▸ PROBLEM STATEMENT:
From the first entry to the last, repeat the listing exactly.
= = = =
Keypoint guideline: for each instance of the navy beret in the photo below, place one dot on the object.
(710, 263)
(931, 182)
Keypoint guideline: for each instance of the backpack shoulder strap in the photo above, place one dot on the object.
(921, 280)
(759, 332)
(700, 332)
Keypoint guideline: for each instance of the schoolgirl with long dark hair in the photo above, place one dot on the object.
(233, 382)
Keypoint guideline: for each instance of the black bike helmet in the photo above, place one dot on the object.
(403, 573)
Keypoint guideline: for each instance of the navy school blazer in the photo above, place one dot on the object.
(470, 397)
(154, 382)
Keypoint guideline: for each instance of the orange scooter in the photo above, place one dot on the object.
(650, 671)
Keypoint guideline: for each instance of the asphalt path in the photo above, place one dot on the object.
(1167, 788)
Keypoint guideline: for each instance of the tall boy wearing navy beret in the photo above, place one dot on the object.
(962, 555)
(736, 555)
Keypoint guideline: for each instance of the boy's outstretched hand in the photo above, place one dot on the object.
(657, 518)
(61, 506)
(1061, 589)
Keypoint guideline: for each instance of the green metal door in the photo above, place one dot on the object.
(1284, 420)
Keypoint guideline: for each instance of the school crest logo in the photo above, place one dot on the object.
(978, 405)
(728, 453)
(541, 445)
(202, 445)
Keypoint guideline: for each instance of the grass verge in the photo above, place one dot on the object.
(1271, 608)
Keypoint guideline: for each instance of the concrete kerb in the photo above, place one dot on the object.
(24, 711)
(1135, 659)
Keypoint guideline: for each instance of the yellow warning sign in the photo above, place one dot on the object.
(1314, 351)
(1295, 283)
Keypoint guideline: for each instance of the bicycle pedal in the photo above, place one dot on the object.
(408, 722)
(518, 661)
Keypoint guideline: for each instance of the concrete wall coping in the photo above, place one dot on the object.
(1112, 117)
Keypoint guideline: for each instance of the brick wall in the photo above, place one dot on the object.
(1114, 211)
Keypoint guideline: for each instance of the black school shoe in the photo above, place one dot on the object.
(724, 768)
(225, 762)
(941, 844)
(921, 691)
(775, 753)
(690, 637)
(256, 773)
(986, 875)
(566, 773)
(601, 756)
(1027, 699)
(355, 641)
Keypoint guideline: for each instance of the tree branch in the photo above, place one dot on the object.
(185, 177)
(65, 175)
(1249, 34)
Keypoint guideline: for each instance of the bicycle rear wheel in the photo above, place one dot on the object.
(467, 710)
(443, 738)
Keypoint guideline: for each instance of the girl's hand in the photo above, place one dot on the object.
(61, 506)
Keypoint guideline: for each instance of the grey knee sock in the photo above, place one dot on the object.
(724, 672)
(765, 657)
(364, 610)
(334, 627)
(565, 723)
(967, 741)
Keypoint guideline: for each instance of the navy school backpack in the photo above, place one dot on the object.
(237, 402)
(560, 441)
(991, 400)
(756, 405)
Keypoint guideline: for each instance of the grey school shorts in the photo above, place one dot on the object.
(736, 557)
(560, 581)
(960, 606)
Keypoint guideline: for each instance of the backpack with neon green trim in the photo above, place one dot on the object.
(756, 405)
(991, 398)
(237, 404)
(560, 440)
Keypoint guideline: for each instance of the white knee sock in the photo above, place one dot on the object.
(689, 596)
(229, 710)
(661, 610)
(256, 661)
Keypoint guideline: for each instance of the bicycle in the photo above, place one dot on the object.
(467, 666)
= = = =
▸ FINAL ANSWER:
Keypoint guideline: for each instance of the navy beret in the photo below, place one dot on the object.
(710, 263)
(931, 182)
Keypoint guideline: for each instance of the backpack shoulder strap in the photo above, place one dot on the object.
(921, 280)
(759, 332)
(700, 332)
Keypoint guideline: for each instance of the schoolgirl with long dark hair in the photo above, place one dot on the object.
(233, 382)
Keypoint guideline: for each instance of the black bike helmet in the photo above, place one dot on the object.
(403, 573)
Keypoint guideline: for each instance of the navy school blazer in the photo above, place one dot on the object.
(470, 397)
(154, 382)
Keypoint guideline: for each instance of the orange scooter in the photo above, place one dot on the object.
(650, 671)
Keypoint guideline: for each instance of the asphalt path in the photo above, place one dot on the object.
(1167, 788)
Keypoint guideline: for each instance of the tall boy wearing navy beret in the photo above, place one dot on the object.
(962, 555)
(736, 555)
Keypoint guideline: for each instance of the boy's outstretched hand in the photo above, place one dot on the object.
(657, 518)
(61, 506)
(1061, 589)
Keypoint guideline: for each instance of the green metal door in the photo above, place one dot on the object.
(1284, 420)
Keypoint guideline: for each instance of the school crest logo in the photo above, place one dot on the object.
(978, 405)
(728, 453)
(541, 445)
(202, 445)
Keypoint guideline: for each instance of the grass verge in the photo above, place one dot on the object.
(1271, 608)
Keypoint guideline: for each instance of the concrete kerb in the photo above, place one dot on the object.
(24, 711)
(1135, 659)
Keypoint guideline: for each instance of the yellow warning sign in the photo above, place one dot on the object.
(1314, 351)
(1295, 283)
Keypoint guideline: for each instance of the bicycle pedal in the photo above, place one dot on the object.
(408, 722)
(518, 661)
Keypoint guideline: for each instance of the concrete wall coping in the photo above, place one dot on the object.
(1112, 117)
Keypoint guideline: for each instance of the brick wall in the photo above, place one dot on the object.
(1114, 211)
Keypoint guideline: for each instance of the black school shoe in the photo above, place one dot on the object.
(724, 768)
(225, 762)
(941, 844)
(921, 691)
(775, 753)
(690, 637)
(256, 773)
(986, 875)
(566, 773)
(601, 756)
(1027, 699)
(355, 641)
Keypoint guideline: for each instance of the tree branch in the photo above, place one dot on the object.
(185, 177)
(65, 175)
(1249, 34)
Keypoint guideline: for each instance of the bicycle rear wheel in the photo above, place one dot on the object.
(467, 710)
(443, 738)
Keypoint guideline: for each instance of the girl's hand in the photo above, place one dot on the object.
(61, 506)
Keypoint guideline: for each instance of the grey knee sock in the photo above, place one dot on the object.
(724, 672)
(765, 657)
(364, 610)
(334, 627)
(565, 723)
(967, 741)
Keypoint guideline: for each instance of the navy school backpack in the photo above, place one dot on the object.
(237, 402)
(560, 441)
(991, 400)
(756, 405)
Keypoint guideline: for each instance of the grey school shorts in the photo above, place one dot on the object.
(736, 557)
(560, 581)
(960, 606)
Keypoint guideline: for each instance of the backpack with neon green trim in the photo above, place one dot on the object.
(756, 405)
(991, 398)
(237, 404)
(560, 440)
Keypoint guideline: for each instance of the white knee sock in the photo above, place one dot on the object.
(689, 596)
(229, 710)
(661, 610)
(256, 661)
Keypoint guideline: for each instance of the bicycle in the photo above, place one dot on the object.
(467, 666)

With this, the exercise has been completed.